[[ PASSAGE SHOWN, beginning ]]

Without Jim Glennie, James might be called Trevor. Or Alan. Or Gudrun. As a teenager he gave his name to the fledgling band. Now over a decade later he happily admits that his life had been unalterably shaped by this group. For one thing he might have ended up in jail.
“I was a bit of a bad lad at 15. A football hooligan. Fighting was my fun. Nicking cars, that sort of thing. I think I would have ended up in jail. In a way, I’m a bit sorry I didn’t go. But then the band changed all that. I’ve gone through a lot of things. Getting into drugs, dodgy meditation groups, getting married, having kids, then that marriage ending. I suppose historically Tim and Larry and myself are the core of the band in that we’ve been there the longest.
“To tell you the truth, I probably get on better with the other three or at least have as much to do with them. But they’re happy to leave a lot up to the three of us. To be honest, there’s a lot of the business stuff that they’re quiet happy to be out of.”
The band has recently slimmed down from a septet to a sextet with the departure of trumpeter Andy Diagram to the twilight world of anarcho-jazz.
“He has his own things he wanted to do. He told us after ‘Seven’ that he’d tour the album but after that he wanted to go. Basically he was fed up with touring because he missed his girlfriend, which is fair enough. We tried hard to talk him out of it but he wouldn’t have it. Still it was the most amicable split in James history.”

[[ PASSAGE SHOWN, end ]]
[[ INFORMATION PROVIDED, beginning ]]

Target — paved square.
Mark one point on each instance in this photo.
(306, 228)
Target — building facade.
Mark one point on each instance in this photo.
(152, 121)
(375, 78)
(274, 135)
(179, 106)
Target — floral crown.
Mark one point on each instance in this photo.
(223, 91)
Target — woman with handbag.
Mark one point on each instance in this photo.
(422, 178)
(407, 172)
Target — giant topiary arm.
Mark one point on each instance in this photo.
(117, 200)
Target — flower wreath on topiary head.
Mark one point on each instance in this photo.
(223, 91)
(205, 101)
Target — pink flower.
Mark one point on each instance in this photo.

[[ INFORMATION PROVIDED, end ]]
[[ INFORMATION PROVIDED, beginning ]]

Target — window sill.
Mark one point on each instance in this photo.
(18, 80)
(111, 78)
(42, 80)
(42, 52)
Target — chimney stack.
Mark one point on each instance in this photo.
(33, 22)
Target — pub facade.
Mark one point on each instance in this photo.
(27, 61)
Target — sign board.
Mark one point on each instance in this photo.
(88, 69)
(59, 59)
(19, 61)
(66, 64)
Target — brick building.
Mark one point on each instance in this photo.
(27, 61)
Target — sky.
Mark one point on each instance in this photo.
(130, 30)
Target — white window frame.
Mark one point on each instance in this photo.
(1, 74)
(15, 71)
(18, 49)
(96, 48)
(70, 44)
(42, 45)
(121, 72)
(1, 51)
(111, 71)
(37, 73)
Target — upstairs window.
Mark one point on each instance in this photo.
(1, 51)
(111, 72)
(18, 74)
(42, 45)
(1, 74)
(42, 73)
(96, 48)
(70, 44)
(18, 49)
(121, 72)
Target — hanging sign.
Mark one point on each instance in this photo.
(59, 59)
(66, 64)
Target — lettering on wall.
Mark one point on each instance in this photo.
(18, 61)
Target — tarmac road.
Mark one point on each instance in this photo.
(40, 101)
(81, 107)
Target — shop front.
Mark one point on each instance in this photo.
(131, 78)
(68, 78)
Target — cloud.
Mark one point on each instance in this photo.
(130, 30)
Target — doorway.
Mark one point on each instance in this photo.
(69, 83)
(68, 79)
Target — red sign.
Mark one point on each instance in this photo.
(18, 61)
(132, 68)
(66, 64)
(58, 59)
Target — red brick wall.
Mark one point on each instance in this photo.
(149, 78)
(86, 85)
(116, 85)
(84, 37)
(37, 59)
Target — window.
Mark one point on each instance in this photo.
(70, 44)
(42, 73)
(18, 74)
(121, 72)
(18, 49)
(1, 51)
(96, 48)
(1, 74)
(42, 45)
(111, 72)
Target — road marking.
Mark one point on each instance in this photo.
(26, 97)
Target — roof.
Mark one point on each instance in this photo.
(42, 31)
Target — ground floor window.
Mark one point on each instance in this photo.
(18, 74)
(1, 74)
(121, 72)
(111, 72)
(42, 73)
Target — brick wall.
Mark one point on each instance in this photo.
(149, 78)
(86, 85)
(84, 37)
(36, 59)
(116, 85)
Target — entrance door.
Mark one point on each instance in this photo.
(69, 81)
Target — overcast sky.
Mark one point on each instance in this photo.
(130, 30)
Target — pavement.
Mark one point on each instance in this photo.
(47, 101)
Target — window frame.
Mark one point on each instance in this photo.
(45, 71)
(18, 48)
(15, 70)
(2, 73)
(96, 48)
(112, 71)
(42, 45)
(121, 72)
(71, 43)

[[ INFORMATION PROVIDED, end ]]

» **PROMPT 1**
In the text about Jim Glennie, which trumpeter recently left the band?
» **PROMPT 2**
Extend the text about Jim Glennie and the band James from the point where it stops.
The material shown with the text about Jim Glennie is separate from it.

» **RESPONSE 1**
Andy Diagram.

» **RESPONSE 2**
Glennie gets most animated about working with Eno, whose memory he is still basking in.
“It was incredibly liberating, He encouraged us to improvise, encouraged us to use takes where we didn’t know what we were doing, He made us realise that this imperfection was a good thing. We began to let go of songs much earlier in their life. It also helped that we hadn’t toured the songs to death beforehand. A lot of them are quite vulnerable, and if we’d taken them on the road sheer panic would have made us beef them up. But they’ve remained in this kind of natural state. He had this reputation as a bit of a cod academic, which is entirely untrue. Every night I would get a bit tipsy cos he’s a bit of a wine buff and he wouldn’t mind us taking the piss a bit. We used to refer to him as Sir Brian. In fact, we got so dependent on him that on the days he wasn’t there we had to appoint Larry as honorary Brian to stand in for him.
The obvious question. Would you like to work with him again? Jim pulls a sheepish face.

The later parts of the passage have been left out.